Reproduce every line of the listing below without any changes.

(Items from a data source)
──────────

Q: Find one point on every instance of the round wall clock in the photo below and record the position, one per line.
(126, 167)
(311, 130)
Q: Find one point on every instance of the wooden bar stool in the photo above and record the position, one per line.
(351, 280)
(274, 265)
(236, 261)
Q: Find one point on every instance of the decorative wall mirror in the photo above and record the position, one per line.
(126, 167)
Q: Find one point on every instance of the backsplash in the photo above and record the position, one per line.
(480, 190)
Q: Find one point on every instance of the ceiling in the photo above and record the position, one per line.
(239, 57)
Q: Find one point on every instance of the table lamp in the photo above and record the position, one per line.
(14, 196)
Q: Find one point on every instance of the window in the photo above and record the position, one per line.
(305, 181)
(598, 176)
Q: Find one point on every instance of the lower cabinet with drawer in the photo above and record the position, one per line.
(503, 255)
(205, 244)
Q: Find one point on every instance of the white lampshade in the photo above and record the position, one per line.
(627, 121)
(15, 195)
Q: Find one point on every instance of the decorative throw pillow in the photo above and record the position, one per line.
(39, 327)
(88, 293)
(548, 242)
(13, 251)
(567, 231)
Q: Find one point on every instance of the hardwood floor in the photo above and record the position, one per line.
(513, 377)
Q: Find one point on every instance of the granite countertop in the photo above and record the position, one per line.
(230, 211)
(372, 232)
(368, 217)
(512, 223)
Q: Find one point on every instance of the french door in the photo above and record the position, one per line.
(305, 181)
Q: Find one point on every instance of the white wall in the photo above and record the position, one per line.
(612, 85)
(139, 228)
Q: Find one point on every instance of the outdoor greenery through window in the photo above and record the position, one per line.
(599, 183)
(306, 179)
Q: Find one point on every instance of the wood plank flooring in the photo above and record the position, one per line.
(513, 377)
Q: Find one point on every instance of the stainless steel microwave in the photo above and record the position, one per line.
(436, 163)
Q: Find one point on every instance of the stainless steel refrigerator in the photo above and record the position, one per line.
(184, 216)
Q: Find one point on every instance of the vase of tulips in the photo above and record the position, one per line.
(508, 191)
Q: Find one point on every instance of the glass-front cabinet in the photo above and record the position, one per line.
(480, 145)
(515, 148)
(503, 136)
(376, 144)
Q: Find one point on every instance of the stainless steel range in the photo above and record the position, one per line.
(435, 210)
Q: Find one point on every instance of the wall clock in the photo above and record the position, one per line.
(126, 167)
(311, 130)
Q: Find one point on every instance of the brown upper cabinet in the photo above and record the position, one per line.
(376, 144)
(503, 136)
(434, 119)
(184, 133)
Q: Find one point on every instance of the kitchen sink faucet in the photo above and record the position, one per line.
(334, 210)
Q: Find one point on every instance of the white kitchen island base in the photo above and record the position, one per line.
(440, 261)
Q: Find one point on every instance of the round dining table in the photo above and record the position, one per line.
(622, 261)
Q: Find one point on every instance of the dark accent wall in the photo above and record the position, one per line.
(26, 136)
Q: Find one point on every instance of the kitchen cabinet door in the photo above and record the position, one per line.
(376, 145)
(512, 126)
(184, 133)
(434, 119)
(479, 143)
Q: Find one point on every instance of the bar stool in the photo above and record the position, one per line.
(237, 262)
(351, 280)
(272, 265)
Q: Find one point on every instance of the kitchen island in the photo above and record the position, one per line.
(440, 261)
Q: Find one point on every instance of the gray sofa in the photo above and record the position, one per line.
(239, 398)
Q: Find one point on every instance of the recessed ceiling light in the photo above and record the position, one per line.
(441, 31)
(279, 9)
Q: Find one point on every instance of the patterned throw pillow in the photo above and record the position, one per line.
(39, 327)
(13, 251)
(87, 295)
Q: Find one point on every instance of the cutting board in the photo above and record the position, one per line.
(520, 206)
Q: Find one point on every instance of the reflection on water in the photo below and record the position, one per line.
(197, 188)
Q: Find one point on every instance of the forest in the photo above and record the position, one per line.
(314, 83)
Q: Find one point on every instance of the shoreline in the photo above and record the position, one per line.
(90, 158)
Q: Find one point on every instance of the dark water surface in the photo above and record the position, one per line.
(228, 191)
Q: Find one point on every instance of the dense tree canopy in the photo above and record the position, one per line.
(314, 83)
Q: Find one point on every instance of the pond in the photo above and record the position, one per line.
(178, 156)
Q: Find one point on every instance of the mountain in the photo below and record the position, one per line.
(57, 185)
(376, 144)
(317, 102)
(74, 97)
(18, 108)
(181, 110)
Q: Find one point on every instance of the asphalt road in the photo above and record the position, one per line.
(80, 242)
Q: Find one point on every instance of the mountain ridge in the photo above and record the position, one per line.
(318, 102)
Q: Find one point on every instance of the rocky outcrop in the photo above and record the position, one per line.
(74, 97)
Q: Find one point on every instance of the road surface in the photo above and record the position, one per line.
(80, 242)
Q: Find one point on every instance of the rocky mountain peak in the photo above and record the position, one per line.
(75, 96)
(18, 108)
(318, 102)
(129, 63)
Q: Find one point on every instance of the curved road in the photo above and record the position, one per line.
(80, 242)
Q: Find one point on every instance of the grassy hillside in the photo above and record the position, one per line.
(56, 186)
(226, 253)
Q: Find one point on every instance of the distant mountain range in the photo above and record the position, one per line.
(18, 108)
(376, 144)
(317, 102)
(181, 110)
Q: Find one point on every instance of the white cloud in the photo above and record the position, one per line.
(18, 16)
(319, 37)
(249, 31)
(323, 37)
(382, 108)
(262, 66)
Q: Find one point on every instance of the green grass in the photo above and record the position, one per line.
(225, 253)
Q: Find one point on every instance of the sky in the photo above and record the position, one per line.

──────────

* The answer:
Q: Find one point on every instance of the round wall clock in the photo below and record the position, one per line.
(126, 167)
(311, 130)
Q: Find one point on every instance of the wooden bar stool in the photo above and record the position, one per line.
(351, 280)
(274, 265)
(236, 261)
Q: Find one point on every instance of the decorative wall mirror in the photo above and record the position, one per line.
(126, 167)
Q: Find one point on every instance of the backsplash in the photo above and record the position, one per line.
(480, 190)
Q: Find one point on every instance of the ceiling in the photo above and record the position, one per line.
(239, 57)
Q: Find one point on every instance of the table lamp in the photo above and record the position, one per line.
(14, 196)
Q: Find one point on every instance of the window in the photo above and record the position, one per line.
(305, 181)
(598, 176)
Q: Find one point on every instance of the lower cabinet with drawer in the photo above and record the position, one per line.
(503, 255)
(205, 244)
Q: Find one point on every instance of the white lampshade in the photo above and record the position, one per line.
(627, 121)
(15, 195)
Q: Find one point on every instance of the decorative throw pillow in the photo above and record the position, one per line.
(39, 327)
(88, 293)
(548, 242)
(13, 251)
(567, 231)
Q: Find one point on every instance of the hardwood floor in the photo above and record the position, one per line.
(513, 377)
Q: Find one point on every instance of the granite countertop in the photo above and record the position, one per line.
(230, 211)
(372, 232)
(368, 217)
(512, 223)
Q: Find one point on every instance of the french door in the photo above and record the position, one per line.
(305, 181)
Q: Find one point on every instance of the white wall in the photo above and record the position, one per line.
(612, 85)
(139, 228)
Q: Find one point on every instance of the outdoor greenery through window in the photo above and record the position, one per line.
(599, 183)
(306, 179)
Q: Find one point on every instance of the wood plank flooring in the photo above and record the position, one per line.
(513, 377)
Q: Find one point on every instance of the stainless steel microwave in the photo above and record the position, one per line.
(436, 163)
Q: Find one point on every instance of the stainless steel refrigerator in the photo above and record the position, one per line.
(184, 216)
Q: Find one point on every instance of the vase of tulips in the photo above and record the position, one per line.
(508, 191)
Q: Find one point on every instance of the glass-front cabinet in the photo above and record the position, one per line.
(480, 145)
(515, 148)
(503, 136)
(376, 144)
Q: Find one point on every instance of the stainless steel range in the photo above and record the position, one per line.
(435, 210)
Q: Find one point on every instance of the wall clock in the photo above and record the position, one per line.
(126, 167)
(311, 130)
Q: Find one point on every instance of the brown upper cabinet in the photo above and record the position, one per line.
(376, 144)
(503, 136)
(434, 119)
(184, 133)
Q: Find one point on every instance of the kitchen sink faucet in the photo above and record the position, one per line.
(334, 210)
Q: Find one point on every instance of the white kitchen island base in the photo above and record the position, one per line.
(440, 261)
Q: Find one point on every instance of the round dining table in the photo above and record the position, one per line.
(622, 261)
Q: Find one point on every instance of the dark accent wall in the photo above and record the position, one per line.
(26, 136)
Q: Find one point on every instance of the kitchen cabinet door in the photo above and record the position, one per line.
(376, 145)
(512, 126)
(184, 133)
(434, 119)
(479, 143)
Q: Find one point on every instance of the bar stool in the photo above and record the position, one per line.
(237, 262)
(351, 280)
(272, 265)
Q: Find one point on every instance of the kitchen island in the photo above and record the position, one per line.
(440, 261)
Q: Find one point on every instance of the gray sofa in the photo above and record the position, one per line.
(239, 398)
Q: Find one point on every instance of the recessed ceiling light in the photo above and record the position, one per line.
(441, 31)
(279, 9)
Q: Find one point on every instance of the patterned throw pillow in the photo above and record the position, one per line.
(39, 327)
(13, 251)
(87, 295)
Q: Find one point on every instance of the cutting board in the photo above and record the position, one per line.
(520, 206)
Q: Find one point on every instance of the reflection on water in the photo below and record the position, one per line.
(197, 188)
Q: Find one point on every instance of the forest in the photo above and record the position, one per line.
(314, 83)
Q: Find one point on every instance of the shoreline in the photo above and record the position, one per line.
(90, 158)
Q: Find one point on every instance of the dark water surface in the photo above and record the position, one per line.
(228, 191)
Q: Find one point on every instance of the dense tree canopy in the photo above and record the position, one per line.
(314, 83)
Q: Find one point on every instance of the pond in the photo above and record the position, one per line.
(178, 156)
Q: Find one point on every instance of the mountain in the photo below and record the position, one per line.
(57, 185)
(376, 144)
(317, 102)
(74, 97)
(18, 108)
(181, 110)
Q: Find one point on every instance of the asphalt road in the photo above and record the position, one per line.
(80, 242)
Q: Find one point on every instance of the mountain ridge in the photo above and record the position, one per line.
(318, 102)
Q: Find one point on every instance of the rocky outcrop in the photo above and record the position, one per line.
(74, 97)
Q: Find one point on every instance of the road surface in the photo above and record the position, one per line.
(80, 242)
Q: Find one point on every instance of the rocky mountain peak in the photo above and record the position, one per line.
(75, 96)
(18, 108)
(318, 102)
(129, 63)
Q: Find one point on every instance of the curved road in the photo above and record the position, one per line.
(80, 242)
Q: Find one point on every instance of the grassy hillside in the photo above and record the position, one per line.
(56, 186)
(226, 253)
Q: Find one point on every instance of the distant mountain range in the photo above and record the position, one per line.
(18, 108)
(376, 144)
(317, 102)
(181, 110)
Q: Find one point on every instance of the white cloud in the photo above and record the position, one per line.
(18, 16)
(319, 37)
(249, 31)
(323, 37)
(382, 108)
(262, 66)
Q: Find one point on every instance of the green grass in the photo above and record the position, one per line.
(225, 253)
Q: Find one point on every instance of the sky in the photo above and record the position, one per line.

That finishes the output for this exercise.